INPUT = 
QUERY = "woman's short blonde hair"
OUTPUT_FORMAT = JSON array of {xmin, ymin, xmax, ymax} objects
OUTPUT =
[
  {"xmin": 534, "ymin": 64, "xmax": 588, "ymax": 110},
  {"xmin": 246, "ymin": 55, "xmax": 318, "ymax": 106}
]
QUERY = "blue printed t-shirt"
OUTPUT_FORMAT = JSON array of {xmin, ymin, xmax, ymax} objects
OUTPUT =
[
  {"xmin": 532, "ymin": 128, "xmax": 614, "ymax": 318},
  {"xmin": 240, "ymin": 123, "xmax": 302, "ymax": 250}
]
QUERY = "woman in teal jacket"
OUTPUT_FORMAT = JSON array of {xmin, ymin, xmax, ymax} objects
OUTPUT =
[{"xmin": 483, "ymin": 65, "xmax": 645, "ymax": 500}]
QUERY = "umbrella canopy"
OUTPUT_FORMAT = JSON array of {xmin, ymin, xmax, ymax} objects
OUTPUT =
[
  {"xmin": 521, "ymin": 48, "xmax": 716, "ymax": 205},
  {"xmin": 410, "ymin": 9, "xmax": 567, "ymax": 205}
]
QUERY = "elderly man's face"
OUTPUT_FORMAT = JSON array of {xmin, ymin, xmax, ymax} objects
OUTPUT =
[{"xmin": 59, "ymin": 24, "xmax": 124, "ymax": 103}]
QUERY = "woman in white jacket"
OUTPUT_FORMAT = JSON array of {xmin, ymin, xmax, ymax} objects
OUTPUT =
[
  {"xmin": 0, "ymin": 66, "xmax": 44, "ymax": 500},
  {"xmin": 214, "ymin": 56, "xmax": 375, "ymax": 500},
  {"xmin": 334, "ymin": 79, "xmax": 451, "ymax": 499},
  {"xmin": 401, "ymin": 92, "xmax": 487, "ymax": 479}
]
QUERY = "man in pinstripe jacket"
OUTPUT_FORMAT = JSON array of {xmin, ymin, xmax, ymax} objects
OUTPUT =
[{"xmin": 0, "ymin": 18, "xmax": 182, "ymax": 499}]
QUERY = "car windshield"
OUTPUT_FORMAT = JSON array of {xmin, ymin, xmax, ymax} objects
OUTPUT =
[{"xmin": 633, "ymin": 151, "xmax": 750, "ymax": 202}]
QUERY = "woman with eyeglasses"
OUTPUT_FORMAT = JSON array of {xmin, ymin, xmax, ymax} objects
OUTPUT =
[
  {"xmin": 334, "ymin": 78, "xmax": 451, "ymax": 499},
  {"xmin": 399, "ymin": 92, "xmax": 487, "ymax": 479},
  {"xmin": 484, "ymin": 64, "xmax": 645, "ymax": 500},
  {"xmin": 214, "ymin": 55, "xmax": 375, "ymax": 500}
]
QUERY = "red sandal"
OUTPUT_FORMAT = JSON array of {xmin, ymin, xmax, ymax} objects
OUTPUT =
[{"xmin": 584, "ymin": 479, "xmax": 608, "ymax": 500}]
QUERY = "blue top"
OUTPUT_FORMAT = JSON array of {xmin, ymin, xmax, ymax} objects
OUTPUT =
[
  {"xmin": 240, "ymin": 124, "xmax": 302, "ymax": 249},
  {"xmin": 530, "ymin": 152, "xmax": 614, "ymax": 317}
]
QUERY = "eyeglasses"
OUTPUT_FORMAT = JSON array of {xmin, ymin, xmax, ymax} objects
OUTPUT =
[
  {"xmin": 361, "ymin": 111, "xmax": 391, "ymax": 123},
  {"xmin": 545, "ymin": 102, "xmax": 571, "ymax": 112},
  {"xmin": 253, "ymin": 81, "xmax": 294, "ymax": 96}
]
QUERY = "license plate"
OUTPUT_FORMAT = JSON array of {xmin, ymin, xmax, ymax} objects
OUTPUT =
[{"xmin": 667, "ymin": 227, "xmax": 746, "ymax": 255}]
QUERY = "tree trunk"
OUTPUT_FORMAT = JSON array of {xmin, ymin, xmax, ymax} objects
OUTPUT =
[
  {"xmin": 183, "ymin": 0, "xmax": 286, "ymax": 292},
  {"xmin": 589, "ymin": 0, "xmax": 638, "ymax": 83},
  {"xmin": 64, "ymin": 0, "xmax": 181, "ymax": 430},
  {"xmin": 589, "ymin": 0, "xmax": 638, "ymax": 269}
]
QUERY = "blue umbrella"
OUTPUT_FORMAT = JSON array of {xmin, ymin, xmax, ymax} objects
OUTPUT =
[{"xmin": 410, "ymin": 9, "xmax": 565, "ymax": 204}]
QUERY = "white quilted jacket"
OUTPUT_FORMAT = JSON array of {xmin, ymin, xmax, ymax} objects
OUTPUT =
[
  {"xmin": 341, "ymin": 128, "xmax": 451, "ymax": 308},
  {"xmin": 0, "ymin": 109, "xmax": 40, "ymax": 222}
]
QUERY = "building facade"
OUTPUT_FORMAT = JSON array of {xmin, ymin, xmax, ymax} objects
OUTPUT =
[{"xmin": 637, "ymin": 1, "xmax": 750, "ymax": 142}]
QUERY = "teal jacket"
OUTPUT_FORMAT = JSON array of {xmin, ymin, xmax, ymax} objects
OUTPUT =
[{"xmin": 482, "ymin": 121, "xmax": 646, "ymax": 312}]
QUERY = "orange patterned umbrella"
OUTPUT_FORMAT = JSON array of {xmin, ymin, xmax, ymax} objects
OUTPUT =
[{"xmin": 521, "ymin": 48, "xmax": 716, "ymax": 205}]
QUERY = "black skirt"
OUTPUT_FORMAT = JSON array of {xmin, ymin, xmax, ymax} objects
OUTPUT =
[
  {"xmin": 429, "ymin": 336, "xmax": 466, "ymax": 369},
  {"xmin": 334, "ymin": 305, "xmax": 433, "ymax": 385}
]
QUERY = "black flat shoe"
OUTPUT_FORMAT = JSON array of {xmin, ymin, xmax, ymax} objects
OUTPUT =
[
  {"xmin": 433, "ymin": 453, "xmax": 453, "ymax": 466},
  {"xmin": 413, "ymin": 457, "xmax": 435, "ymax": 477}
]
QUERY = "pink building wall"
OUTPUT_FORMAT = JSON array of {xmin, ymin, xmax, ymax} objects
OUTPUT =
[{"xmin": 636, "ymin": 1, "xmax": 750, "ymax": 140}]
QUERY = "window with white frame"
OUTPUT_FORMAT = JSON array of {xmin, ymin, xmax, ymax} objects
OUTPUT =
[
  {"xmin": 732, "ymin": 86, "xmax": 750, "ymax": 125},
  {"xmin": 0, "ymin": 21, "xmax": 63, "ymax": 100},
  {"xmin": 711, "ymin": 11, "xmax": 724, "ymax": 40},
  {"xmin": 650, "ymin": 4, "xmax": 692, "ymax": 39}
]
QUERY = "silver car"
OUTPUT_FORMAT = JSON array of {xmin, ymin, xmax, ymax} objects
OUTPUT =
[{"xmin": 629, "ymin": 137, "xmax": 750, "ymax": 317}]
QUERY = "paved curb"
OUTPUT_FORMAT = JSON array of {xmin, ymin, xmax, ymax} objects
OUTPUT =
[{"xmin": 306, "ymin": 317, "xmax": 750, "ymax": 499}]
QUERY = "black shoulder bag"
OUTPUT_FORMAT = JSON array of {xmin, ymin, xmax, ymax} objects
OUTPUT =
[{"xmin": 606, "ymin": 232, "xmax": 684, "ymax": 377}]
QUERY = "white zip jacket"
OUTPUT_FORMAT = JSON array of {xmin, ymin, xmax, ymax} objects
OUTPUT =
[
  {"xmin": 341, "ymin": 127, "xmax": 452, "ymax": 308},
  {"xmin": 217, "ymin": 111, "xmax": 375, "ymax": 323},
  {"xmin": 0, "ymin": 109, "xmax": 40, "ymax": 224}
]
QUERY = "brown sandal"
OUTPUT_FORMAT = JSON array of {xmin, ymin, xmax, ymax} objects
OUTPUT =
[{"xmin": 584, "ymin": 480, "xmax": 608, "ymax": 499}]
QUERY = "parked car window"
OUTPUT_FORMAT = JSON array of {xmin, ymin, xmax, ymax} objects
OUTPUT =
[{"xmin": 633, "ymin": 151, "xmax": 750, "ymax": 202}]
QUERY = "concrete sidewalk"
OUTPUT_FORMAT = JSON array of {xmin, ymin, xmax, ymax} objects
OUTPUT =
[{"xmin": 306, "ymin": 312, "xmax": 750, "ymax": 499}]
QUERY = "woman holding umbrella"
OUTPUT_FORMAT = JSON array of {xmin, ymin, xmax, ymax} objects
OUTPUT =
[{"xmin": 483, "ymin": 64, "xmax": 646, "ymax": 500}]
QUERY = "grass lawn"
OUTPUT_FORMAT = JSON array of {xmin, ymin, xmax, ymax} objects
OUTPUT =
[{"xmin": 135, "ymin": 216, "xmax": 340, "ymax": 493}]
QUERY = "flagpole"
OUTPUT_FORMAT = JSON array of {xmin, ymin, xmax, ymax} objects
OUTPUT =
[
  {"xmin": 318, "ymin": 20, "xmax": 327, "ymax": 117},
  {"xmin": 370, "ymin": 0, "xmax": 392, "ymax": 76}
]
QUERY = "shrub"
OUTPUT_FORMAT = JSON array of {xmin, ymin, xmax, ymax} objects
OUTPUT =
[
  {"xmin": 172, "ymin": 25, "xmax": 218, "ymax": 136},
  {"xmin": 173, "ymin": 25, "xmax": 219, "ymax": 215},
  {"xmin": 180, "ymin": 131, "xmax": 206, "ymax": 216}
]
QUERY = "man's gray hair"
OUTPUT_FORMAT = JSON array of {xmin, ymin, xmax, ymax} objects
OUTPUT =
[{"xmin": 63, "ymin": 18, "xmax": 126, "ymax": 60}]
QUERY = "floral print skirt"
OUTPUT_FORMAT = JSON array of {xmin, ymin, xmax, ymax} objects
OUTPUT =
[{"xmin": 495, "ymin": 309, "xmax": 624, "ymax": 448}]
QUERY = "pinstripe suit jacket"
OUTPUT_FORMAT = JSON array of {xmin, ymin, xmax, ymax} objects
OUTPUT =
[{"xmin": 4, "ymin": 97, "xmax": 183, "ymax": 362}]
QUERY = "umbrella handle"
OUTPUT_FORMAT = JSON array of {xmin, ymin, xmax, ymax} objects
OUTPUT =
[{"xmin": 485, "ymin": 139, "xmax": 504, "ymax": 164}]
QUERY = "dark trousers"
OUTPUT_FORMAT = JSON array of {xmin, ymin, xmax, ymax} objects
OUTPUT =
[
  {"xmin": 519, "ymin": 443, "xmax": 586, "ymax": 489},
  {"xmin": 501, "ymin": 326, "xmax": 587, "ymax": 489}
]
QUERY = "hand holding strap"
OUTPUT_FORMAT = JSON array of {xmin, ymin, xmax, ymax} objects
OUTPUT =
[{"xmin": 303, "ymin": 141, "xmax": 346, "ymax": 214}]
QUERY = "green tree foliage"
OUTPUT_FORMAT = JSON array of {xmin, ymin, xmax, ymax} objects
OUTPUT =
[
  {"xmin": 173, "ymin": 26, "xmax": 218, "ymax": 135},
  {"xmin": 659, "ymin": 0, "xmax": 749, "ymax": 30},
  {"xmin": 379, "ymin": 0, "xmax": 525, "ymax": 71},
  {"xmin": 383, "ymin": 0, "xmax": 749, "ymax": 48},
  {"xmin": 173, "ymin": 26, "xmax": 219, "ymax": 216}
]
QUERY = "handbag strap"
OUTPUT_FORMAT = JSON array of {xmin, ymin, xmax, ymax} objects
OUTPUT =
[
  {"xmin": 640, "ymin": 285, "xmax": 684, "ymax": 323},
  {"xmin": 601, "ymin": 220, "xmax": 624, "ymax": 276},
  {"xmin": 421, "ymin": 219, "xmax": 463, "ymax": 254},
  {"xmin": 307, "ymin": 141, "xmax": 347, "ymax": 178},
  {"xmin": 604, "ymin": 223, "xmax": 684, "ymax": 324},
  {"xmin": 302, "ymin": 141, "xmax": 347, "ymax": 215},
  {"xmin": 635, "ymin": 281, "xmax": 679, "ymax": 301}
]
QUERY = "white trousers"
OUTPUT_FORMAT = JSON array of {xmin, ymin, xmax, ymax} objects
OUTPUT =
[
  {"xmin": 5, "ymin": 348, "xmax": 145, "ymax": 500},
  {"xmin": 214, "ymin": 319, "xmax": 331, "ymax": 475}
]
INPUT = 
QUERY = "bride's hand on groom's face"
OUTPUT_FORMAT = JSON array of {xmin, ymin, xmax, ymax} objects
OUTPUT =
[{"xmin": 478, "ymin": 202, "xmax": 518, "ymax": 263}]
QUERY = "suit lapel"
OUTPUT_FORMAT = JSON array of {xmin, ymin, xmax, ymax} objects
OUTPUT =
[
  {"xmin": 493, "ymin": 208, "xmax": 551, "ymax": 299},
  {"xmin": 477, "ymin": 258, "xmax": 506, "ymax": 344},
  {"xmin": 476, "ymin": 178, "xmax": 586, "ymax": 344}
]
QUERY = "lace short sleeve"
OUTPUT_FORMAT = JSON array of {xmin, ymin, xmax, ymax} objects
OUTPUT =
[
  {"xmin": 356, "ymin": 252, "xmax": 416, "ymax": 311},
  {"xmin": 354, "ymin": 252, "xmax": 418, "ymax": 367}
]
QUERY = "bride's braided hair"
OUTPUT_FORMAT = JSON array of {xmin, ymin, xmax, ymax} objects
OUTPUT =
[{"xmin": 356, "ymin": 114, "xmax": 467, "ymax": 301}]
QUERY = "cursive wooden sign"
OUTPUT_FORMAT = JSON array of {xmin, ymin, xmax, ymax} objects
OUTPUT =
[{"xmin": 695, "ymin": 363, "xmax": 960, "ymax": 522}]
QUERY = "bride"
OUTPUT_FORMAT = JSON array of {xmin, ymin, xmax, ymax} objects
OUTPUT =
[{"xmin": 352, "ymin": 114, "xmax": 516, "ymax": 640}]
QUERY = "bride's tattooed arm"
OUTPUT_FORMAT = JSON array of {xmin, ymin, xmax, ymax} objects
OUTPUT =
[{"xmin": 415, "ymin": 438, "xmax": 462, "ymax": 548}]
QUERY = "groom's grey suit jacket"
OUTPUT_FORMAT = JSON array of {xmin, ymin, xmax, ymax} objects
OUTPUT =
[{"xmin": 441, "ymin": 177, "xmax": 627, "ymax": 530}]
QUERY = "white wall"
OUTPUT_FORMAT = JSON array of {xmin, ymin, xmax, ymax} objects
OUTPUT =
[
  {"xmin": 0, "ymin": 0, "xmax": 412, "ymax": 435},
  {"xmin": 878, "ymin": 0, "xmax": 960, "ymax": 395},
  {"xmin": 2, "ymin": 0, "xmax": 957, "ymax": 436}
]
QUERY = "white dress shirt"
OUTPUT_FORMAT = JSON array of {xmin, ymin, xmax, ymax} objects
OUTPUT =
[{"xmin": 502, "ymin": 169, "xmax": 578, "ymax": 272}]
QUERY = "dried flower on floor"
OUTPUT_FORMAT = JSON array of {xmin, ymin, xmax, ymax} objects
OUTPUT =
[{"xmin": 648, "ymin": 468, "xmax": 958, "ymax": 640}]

^^^^^^^^

REQUIRED WORK: From the listing, reproduce every line where the word "teal" is present.

RESPONSE AREA:
QUERY = "woman in teal jacket"
QUERY = "teal jacket"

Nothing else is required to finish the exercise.